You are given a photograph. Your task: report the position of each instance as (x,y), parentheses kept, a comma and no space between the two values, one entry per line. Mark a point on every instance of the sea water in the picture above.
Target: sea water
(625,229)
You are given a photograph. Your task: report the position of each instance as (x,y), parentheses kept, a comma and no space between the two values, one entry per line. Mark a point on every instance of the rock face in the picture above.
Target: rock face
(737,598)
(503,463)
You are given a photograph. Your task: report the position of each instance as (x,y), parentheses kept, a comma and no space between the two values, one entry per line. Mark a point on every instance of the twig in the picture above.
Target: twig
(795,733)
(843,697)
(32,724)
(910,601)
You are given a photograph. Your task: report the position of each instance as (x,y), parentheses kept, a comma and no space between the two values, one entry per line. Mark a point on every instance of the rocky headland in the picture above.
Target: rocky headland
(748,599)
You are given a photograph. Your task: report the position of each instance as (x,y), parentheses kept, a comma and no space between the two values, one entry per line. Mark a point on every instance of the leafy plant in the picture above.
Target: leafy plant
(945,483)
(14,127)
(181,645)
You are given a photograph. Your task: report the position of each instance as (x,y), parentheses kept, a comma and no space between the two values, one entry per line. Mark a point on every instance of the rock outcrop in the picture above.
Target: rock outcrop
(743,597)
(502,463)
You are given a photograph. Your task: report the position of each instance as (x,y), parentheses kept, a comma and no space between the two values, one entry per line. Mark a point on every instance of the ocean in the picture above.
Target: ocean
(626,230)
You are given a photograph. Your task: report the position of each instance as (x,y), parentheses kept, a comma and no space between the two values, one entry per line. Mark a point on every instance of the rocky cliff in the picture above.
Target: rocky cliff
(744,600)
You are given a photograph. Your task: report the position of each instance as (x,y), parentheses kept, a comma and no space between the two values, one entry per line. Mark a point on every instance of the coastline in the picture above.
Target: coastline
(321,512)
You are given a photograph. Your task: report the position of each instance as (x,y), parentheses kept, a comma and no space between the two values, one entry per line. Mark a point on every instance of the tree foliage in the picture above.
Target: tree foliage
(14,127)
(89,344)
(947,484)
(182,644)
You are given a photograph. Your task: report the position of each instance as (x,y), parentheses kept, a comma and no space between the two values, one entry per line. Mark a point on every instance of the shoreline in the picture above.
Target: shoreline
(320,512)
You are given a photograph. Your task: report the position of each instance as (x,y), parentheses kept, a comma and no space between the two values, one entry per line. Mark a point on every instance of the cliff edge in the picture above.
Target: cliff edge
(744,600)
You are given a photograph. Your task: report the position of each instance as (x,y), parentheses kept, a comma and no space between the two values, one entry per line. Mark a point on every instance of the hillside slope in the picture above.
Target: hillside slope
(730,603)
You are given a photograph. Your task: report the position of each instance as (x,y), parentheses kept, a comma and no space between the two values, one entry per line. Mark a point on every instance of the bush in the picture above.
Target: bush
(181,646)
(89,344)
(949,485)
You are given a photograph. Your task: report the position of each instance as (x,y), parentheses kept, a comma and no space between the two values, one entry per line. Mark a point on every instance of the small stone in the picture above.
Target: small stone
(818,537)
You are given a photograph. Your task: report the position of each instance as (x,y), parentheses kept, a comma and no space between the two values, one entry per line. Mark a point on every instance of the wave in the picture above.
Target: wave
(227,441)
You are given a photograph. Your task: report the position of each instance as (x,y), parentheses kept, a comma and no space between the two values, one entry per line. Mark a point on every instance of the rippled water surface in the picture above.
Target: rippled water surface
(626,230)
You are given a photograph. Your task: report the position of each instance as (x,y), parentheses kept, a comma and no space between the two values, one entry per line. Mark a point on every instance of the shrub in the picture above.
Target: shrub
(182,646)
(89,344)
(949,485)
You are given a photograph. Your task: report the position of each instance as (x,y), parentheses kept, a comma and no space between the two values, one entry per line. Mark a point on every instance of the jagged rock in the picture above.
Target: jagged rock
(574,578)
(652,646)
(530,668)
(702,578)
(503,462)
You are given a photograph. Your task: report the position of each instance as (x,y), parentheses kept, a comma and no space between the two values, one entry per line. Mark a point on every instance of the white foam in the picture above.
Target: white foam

________________________________________

Objective: Could you print all of the data above again, line for line and unchanged?

The solution:
You are given a photograph. Your task: report the position of each instance as (x,y), parentheses kept, a comma and no space between the two values, one entry per line. Mark a point on every instance of the sea water in the picture above.
Target: sea water
(625,229)
You are given a photograph. Your task: report the position of each instance as (x,y), parentheses kept, a comma and no space between the two values, one entry per line. Mark a point on every instance of the rock face in the picture above.
Target: rock face
(737,598)
(503,463)
You are given a photograph. Your task: report the position of each instance as (x,y), parentheses kept, a comma and no space between the two values, one entry per line. Mark a point on every instance of the twig in the picture above.
Target: twig
(795,733)
(843,697)
(32,724)
(910,601)
You are given a photograph. Your task: report the position of each instance as (x,y), parentheses kept, a comma and no space between the two values, one entry per line. Mark a point on every instance of the rocky headland in the picture above.
Target: rocky headland
(748,599)
You are given a photograph. Your task: report the position of each instance as (x,y), parentheses kept, a comma and no space between the two values, one entry per line. Mark a point on every instance of the leafy plant in the picture above.
Target: leafy plant
(945,483)
(14,127)
(181,645)
You are given a photograph. Your task: report the position of each instance as (x,y), parentheses kept, a comma and no space between the two values, one entry per line. Mark a point on every instance of the rock outcrop in the picture above.
Target: rock outcrop
(743,597)
(502,463)
You are given a photograph. Your task: report the position of each instance as (x,y), parentheses kept, a comma and no space between the two values, one entry per line. Mark a point on every instance of the ocean in the picture above.
Target: ocean
(626,230)
You are given a photograph. Your task: report the position of each instance as (x,y), parentheses kept, a comma and no space between the two values, one entry per line. Mark a point on every instance of the rocky cliff in the picture above.
Target: rocky cliff
(744,600)
You are given a photograph. Your task: report the position of each instance as (x,y), parentheses kept, a comma and no space between the two values, one entry per line. Mark a point on every instance of the coastline in the picture above.
Target: coastline
(321,512)
You are given a photograph. Your task: report the position of each instance as (x,y), parentheses kept, a comma and no space between the two values, one entry per line. Mark a point on every instance of the tree foliage in the picture above.
Target: tree foliage
(14,127)
(89,344)
(947,484)
(182,644)
You are given a photograph. Your task: report the position of each instance as (x,y), parentheses kept, a comma and no space between the two values, one entry per line. Mark a point on every instance of the shoreline in the picture above.
Target: shoreline
(320,512)
You are given a photograph. Your task: report the position of each instance as (x,y), parentheses kept, a comma and no space between the two values, one entry per line. Mark a point on every instance of the cliff edge in the picture above.
Target: cliff edge
(744,600)
You are given a photograph. Your task: report the position of each instance as (x,y), parentheses kept, a comma and no space between the two values, one entry per line. Mark a point on every instance of the hillside slope in the picture above.
Target: hillside slope
(730,603)
You are given a photograph. Your task: report the position of each instance as (x,y), parentheses kept, a comma and no space between the two values, one entry per line. Mark a point on every instance of the bush in the picture above.
Target: bush
(181,646)
(89,344)
(949,485)
You are given a photograph. Your task: report the position of each instance as (x,y), parentheses kept, a comma and no space between the two values, one entry per line. Mark a point on every instance of the small stone in the picture above.
Target: small stone
(818,537)
You are given a photograph. Your task: report the position of each instance as (x,y), parentheses kept, a comma and no space between the two values, one entry per line. Mark a point on every instance of the wave in the picture above.
Target: wave
(227,441)
You are given a photograph. Your task: report the position of each instance as (x,y), parentheses kept, a comma and no space between the two values, one entry per line. Mark a point on every instance of the rippled water surface in the picture above.
Target: rippled water surface
(626,230)
You are given a photograph. Your task: report the position of each instance as (x,y), parentheses kept, a comma and no space between the two values, one entry per line. Mark a point on every instance of the shrub in the picture above.
Target: shrub
(182,646)
(89,344)
(949,485)
You are given a photograph. Your task: report the position of each instance as (x,y), parentheses kept, a comma and no space between the two values, one entry per line. Mark a point on every instance of the jagged rock in the picture above.
Target: jagged rock
(574,578)
(652,646)
(530,668)
(702,578)
(503,462)
You are given a photograph. Your task: report the position of each instance as (x,y), parentheses kept, a comma and no space between the two values, one entry per line. Mark a point on every instance of the white foam in the picture above.
Target: white foam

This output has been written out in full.